=== Text ===
━━━━━━━━
A second instructor at the University of Michigan has denied writing a letter of recommendation for a student to study abroad in Israel, according to The Washington Post.

On Oct. 1, junior Jake Secker, an economics major and entrepreneurial minor, asked teaching assistant Lucy Peterson to write him a letter of recommendation. Peterson at first committed to writing the letter, only to decline when she learned that Secker wanted to study in Israel.

“Along with numerous other academics in the US and elsewhere, I have pledged myself to a boycott of Israeli institutions as a way of showing solidarity with Palestine,” Peterson wrote. “Please know that this decision is not about you as a student or a person, and I would be happy to write a recommendation for you if you end up applying to other programs.”

Secker met with LSA Associate Social Sciences Dean Rosario Caballo on Oct. 5, where she offered to write him the letter of recommendation and pledged that “some sort of change” would come.

Similarly, on Sept. 5, professor John Cheney-Lippold told junior Abigail Ingber, a Literature, Science and Arts major, that he couldn’t write her the letter because “many university departments have pledged an academic boycott against Israel.”

Anti-Defamation League (ADL) CEO Jonathan Greenblatt said in a statement that the university needs to take action because such academic boycotts “have a chilling effect on Jewish and pro-Israel students on campus.”

“We are strong supporters of academic freedom. Certainly everyone, including professors, has a right to openly express their views of the policies of the elected Israeli government,” Greenblatt said. “But this should not be at the expense of students seeking to broaden their academic experiences.”
━━━━━━━━
=== Stored records ===
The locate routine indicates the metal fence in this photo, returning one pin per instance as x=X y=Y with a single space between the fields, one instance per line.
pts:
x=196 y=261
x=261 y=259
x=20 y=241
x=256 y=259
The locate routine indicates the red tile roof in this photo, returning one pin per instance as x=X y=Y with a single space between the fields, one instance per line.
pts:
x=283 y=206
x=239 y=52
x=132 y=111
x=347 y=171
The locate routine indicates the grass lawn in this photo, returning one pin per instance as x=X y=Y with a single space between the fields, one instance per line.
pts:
━━━━━━━━
=== Short problem ===
Update the news text from "On Oct. 1, junior" up to and including "study in Israel.", replacing "letter of recommendation" with "reference letter".

=== Written solution ===
On Oct. 1, junior Jake Secker, an economics major and entrepreneurial minor, asked teaching assistant Lucy Peterson to write him a reference letter. Peterson at first committed to writing the letter, only to decline when she learned that Secker wanted to study in Israel.